# The task
Pick up the post below about Vaude and the Tirupur dye houses and continue writing it from its last sentence onward.

-- start Passage shown --

To be honest, I have been quite impressed by the commitment shown by a number of outdoor sports companies, to social and environmental responsibility. Patagonia are an obvious ‘name’ which has pushed the environmental agenda, Rohan are another big company which is making serious strides in that area too, and there are a number of others which can also claim to have pretty decent environmental cred.

But I am particularly impressed by Vaude, a German company whose reputation for social and environmental responsibility throughout their design and production is pretty much impeccable.

As I say, they have just scooped another award or two, this time at the ISPO, an industry trade show in Munich. They won an overall award for their company wide social/eco activism in regards to their production, and a product award for the Vaude Blue One tent – which is a two man tent I think, I’ve yet to see one. All I really know is that it’s made of a poly cotton, which is 65% organic cotton and 35% recycled polyester (PET1).

They are a pretty impressive company, the sort of people who remind you that there is really no excuse for other companies of a similar nature not to be walking the same path. Among other things they say about themselves:

“VAUDE is mindful in its dealings with people and the environment. Due to our constant inner reflection and unwavering idealism, we are quick and courageous to seek out contact with contemporary subjects and explore our own potential – leading to stories worthwhile in their making.”

Sport equipment and clothing is high specification stuff, the good stuff lasts a long time we still have a Vaude rucsac that has been going strong for some time, a veteran of a number of overland expeds and other voyages – other cheaper rucsacs have not fared so well. If you are buying new, which I accept with this kind of clothing or equipment is often the most effective way (ahem – unless you go on ebay – ahem) – then buying from the most responsible producer you can is important. Check out the maker before you buy, and dont let yourself be glitzed by the fashionable looks of a particular jacket or piece of kit, that look will be old in a year or two’s time, while the item itself should have many years of life in it.

So well done Vaude, I’m genuinely impressed. I have asked for more info about the Blue One tent, and if and when I get it, I shall share it.

Tirupur Dye Houses closed

Tirupur in India is one of the world’s centres for clothing production. Sitting next to the city of Coimbatore, Tirupur is a place I have visited on a number of occasions, to visit factories, print shops, dye houses and so on.

Principally Tirupur is home to knit wear factories, they make tee-shirts and other knitted cotton items, many of which find their way to high street chains here in the UK.You may be wearing something right now that was made in Tirupur.

-- end Passage shown --
-- start Dataset extract --

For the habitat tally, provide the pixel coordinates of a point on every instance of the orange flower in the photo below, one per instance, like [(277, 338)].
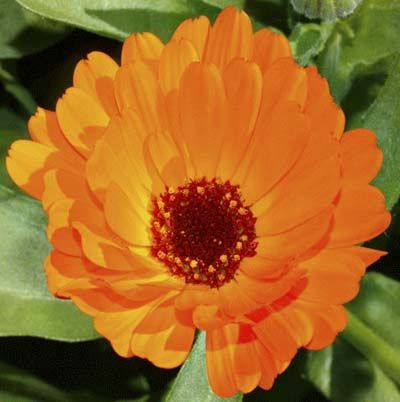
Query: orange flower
[(205, 184)]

-- end Dataset extract --

# Exercise output
Certainly if you buy from shops like supermarkets or the larger chain stores, then there is a very good chance you have items which were made in Tirupur. But as well as being home to a few high standard production units, Tirupur has also struggled in recent years, with a reputation for production facilities which are not what they could be – or should be. Where workers are, if not necessarily mistreated (although sometimes that is the case), then not given the respect or conditions that they deserve. This is not a malice thing, it is about costs. If you are looking at saving a few cents on each garment, then you arent going to spend as much on your workforce, or their workplace.

Hand in hand with this kind of treatment of humans, has gone harsh treatment of the environment. One of the most environmentally damaging aspects of the clothing supply chain is the dye process – because of the scale of production, the dye plants are huge things, with massive amounts of chemicals used on a daily basis. The usual process for the kind of fabric which teeshirts are made of, is Jet dyeing, where fabric is zoomed through a process where jets of hot water containing dye and other chemicals are pumped into them – this process uses large amounts of electricity, steam and of course the chemicals themselves.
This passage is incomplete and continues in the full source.